**Consigne 1:**
D'après le texte sur la culture et le patrimoine, sur quelle période la pratique culturelle a-t-elle connu une révolution ?
**Consigne 2:**
Recopiez à l'identique le passage du texte sur la culture et le patrimoine qui s'ouvre sur les mots contenant "Ce changement de" et se referme sur "dans la régénération.".

**Extrait du texte:**
"""
26. Les dossiers présentés à la sous-commission de Londres avaient
en commun la manière dont la culture et le patrimoine ont évolué
et ont été réinventés. Cela n’avait pas tant à voir avec un exercice
académique de redéfinition qu’avec un exercice en forme de défi
soumis aux décideurs politiques par les communes concernées. La
culture était souvent en contradiction avec l’idée que les organismes
publics se faisaient d’elle auparavant, ainsi qu’avec ce qui jusque-là
avait bénéficié de financements publics. La pratique culturelle
a connu une révolution au cours des 25 dernières années, notamment
au Royaume-Uni
.
Ce changement de cap avait été annoncé par une décennie d'initiatives
dans les grandes villes: elles se sont polarisées sur le chômage
et le réengagement des jeunes, ainsi que sur le rôle que peut jouer
l'emploi culturel pour résoudre le problème
. L’idée maîtresse était que la culture
était une activité à la fois commerciale et financée par l'État, avec
un impact social et économique, et que l’impact économique avait
été sous-estimé en termes d'emplois et de revenus, tout comme la
place particulière de la culture dans la régénération.
"""
**Lignes de données:**
"""
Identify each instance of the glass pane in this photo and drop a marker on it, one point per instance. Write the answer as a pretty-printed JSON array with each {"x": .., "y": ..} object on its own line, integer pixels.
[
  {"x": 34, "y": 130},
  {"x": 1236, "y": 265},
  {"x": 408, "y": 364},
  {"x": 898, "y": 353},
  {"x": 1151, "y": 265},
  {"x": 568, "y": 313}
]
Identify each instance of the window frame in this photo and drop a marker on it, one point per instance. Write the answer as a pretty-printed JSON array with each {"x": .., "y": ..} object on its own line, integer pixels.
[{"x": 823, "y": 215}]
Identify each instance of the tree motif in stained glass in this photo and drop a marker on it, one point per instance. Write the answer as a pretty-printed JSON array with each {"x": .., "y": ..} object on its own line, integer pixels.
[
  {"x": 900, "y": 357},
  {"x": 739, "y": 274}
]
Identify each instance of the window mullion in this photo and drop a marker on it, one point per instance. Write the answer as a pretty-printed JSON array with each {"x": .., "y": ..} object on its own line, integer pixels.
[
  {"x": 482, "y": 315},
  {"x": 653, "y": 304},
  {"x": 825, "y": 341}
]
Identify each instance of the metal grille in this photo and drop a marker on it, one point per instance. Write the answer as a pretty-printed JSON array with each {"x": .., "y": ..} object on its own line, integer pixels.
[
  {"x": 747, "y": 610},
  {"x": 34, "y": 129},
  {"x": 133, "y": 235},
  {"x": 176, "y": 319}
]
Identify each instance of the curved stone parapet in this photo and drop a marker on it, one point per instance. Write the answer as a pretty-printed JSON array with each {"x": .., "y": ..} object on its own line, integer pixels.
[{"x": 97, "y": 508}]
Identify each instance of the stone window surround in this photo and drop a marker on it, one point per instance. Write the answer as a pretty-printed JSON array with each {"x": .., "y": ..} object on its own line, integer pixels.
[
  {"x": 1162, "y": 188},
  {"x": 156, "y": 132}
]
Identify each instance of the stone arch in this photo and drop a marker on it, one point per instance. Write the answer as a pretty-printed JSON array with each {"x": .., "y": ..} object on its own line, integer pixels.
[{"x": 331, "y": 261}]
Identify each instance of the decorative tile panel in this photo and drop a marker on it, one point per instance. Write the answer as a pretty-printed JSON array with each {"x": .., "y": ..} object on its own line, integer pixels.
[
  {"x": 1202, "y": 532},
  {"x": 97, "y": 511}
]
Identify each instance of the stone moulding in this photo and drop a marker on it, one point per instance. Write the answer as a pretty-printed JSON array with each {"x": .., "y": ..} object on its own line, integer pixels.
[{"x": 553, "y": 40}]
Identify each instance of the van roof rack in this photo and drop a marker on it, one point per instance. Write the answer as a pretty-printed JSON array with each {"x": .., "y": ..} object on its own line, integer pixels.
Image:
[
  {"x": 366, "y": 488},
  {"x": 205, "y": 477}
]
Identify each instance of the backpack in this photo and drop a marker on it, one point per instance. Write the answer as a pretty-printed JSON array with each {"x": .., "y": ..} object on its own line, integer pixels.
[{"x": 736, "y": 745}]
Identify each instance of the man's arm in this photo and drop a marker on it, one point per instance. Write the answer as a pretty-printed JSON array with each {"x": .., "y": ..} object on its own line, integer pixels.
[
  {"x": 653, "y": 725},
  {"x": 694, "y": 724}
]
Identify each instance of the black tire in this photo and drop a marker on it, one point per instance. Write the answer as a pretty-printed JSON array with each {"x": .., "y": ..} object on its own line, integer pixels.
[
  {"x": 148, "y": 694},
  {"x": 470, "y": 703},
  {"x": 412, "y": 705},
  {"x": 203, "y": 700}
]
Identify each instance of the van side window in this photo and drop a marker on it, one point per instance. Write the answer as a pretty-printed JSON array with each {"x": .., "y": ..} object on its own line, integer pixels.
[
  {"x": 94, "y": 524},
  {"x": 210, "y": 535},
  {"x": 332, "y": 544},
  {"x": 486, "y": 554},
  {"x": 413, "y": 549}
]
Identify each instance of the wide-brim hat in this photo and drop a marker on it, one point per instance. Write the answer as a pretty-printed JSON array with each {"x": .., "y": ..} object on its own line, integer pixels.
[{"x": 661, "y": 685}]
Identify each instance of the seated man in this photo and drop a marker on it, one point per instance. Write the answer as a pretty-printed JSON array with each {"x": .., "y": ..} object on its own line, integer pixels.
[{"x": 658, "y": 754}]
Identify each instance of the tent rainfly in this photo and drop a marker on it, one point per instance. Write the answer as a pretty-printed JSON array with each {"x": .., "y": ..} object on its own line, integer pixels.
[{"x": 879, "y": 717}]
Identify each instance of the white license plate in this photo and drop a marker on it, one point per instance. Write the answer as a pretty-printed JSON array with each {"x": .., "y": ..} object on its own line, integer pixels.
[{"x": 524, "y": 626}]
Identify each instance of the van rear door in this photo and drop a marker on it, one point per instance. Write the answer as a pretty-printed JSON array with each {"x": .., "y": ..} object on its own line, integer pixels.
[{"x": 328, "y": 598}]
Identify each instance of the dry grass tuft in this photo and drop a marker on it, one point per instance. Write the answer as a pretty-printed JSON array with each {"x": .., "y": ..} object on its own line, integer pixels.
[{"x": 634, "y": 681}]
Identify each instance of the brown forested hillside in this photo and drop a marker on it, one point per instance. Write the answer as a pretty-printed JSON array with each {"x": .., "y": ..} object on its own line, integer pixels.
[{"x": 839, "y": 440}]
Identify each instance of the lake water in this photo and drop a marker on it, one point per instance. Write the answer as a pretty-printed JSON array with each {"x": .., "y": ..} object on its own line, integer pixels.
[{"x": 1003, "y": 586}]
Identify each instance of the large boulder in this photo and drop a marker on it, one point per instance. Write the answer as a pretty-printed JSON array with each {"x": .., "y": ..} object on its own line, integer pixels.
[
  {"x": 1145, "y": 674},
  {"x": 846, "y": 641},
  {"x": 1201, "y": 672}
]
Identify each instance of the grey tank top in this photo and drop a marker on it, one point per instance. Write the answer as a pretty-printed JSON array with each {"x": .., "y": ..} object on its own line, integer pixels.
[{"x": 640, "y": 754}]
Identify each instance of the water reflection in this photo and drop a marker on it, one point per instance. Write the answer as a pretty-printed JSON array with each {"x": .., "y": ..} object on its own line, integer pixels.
"""
**Réponse attendue 1:**
Au cours des 25 dernières années, notamment au Royaume-Uni.

**Réponse attendue 2:**
Ce changement de cap avait été annoncé par une décennie d'initiatives
dans les grandes villes: elles se sont polarisées sur le chômage
et le réengagement des jeunes, ainsi que sur le rôle que peut jouer
l'emploi culturel pour résoudre le problème
. L’idée maîtresse était que la culture
était une activité à la fois commerciale et financée par l'État, avec
un impact social et économique, et que l’impact économique avait
été sous-estimé en termes d'emplois et de revenus, tout comme la
place particulière de la culture dans la régénération.